### What you will do
Extract each line in the items below that contains the string "white", matching its case.

Point placement items
┌──

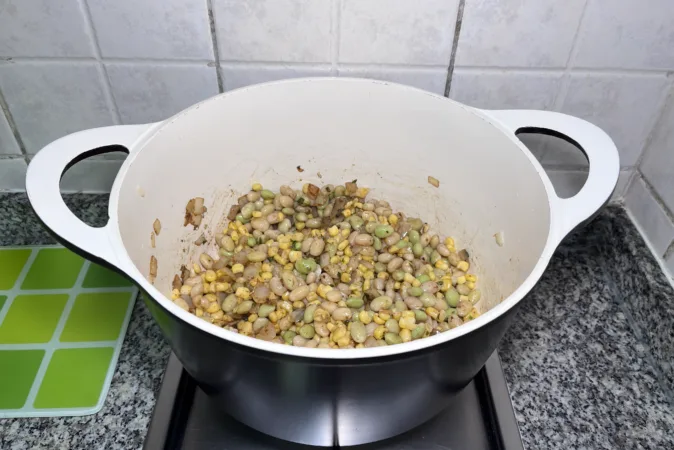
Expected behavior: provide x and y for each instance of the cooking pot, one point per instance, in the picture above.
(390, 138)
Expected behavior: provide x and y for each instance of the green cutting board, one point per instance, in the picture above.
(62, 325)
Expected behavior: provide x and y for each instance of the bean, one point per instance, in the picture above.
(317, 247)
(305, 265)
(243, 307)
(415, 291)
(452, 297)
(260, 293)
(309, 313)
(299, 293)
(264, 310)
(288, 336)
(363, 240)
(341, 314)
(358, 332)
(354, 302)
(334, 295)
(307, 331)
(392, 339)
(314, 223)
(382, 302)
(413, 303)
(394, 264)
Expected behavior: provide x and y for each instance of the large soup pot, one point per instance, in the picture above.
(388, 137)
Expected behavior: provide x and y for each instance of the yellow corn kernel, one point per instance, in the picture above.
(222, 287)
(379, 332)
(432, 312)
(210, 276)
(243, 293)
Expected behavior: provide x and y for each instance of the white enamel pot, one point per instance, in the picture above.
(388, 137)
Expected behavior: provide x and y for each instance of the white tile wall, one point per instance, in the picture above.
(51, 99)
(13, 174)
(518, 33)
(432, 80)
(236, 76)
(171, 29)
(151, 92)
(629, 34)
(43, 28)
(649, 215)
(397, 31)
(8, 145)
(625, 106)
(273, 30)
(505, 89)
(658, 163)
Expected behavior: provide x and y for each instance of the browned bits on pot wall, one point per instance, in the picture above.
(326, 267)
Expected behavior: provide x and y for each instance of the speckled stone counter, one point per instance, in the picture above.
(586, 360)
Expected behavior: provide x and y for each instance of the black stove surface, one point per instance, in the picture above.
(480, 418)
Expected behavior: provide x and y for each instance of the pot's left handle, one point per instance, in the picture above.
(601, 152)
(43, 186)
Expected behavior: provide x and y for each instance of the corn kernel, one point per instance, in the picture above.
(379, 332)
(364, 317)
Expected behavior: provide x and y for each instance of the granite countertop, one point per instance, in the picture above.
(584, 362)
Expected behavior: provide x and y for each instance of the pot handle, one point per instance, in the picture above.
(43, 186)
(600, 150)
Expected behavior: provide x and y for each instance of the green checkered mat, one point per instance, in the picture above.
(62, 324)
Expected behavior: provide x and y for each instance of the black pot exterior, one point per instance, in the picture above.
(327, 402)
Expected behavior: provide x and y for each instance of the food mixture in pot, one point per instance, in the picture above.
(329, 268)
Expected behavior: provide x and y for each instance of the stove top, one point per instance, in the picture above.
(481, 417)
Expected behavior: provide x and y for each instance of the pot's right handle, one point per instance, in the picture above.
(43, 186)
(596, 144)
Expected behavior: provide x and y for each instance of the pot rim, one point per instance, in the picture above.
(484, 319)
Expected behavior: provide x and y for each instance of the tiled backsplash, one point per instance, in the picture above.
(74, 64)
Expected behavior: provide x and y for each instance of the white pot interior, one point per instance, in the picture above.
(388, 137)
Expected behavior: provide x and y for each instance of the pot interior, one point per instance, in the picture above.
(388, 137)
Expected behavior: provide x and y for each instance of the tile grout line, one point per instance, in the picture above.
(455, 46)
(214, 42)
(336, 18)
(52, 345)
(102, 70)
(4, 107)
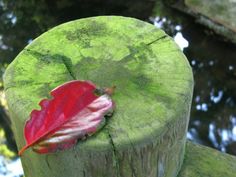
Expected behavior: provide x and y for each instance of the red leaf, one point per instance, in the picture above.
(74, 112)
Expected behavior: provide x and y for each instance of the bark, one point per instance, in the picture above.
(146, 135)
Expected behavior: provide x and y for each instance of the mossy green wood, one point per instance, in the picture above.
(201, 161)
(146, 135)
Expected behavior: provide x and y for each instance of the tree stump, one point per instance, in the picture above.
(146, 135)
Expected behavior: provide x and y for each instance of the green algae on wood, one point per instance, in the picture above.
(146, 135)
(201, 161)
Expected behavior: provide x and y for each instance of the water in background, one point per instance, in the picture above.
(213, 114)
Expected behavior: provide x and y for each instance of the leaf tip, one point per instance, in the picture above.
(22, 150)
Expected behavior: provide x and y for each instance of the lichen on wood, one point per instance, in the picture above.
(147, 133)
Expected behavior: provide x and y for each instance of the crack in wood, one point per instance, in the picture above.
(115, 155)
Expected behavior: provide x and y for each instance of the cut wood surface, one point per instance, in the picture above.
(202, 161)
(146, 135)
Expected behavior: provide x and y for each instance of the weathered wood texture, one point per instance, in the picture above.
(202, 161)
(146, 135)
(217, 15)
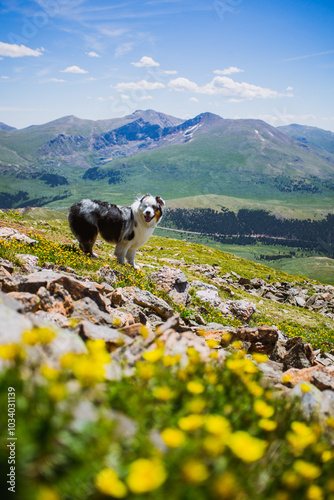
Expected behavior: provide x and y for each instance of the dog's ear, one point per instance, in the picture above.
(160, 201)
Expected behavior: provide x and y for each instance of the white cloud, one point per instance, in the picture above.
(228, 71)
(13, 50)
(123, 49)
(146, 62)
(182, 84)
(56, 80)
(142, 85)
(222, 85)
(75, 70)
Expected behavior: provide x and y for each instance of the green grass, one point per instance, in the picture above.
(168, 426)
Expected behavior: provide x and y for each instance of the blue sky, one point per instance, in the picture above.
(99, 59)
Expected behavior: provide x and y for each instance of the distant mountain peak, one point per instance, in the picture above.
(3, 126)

└──
┌──

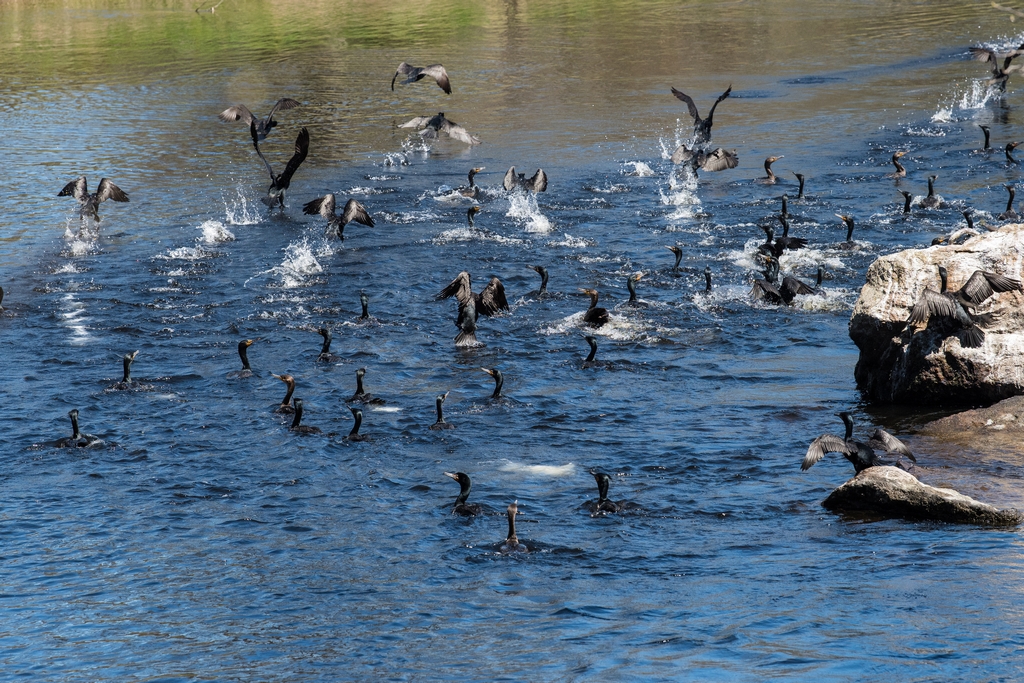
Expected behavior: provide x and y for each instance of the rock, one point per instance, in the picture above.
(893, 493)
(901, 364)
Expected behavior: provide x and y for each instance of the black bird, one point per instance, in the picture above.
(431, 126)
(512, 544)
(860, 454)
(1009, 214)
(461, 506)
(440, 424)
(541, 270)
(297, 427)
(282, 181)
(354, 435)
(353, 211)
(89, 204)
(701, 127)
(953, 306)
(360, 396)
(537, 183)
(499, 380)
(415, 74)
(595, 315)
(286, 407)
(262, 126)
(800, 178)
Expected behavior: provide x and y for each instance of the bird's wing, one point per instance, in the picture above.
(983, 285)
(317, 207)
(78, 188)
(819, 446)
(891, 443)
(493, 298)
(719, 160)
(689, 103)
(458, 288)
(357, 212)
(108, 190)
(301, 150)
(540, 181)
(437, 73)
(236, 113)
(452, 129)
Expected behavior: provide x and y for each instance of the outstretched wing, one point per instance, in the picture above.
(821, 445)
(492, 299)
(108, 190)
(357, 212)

└──

### Task solution
Expected behavior: provide x and y for each instance of the white enamel pot, one point per instance, in the picture above.
Expected behavior: provide x and y for each instance of the white tile wall, one point per instance, in the picture above.
Expected behavior: provide x and y for each instance of the white pot interior, one point per instance, in the picture above.
Expected behavior: provide x and y for each instance of the white cloud, one point per instance, in the picture above.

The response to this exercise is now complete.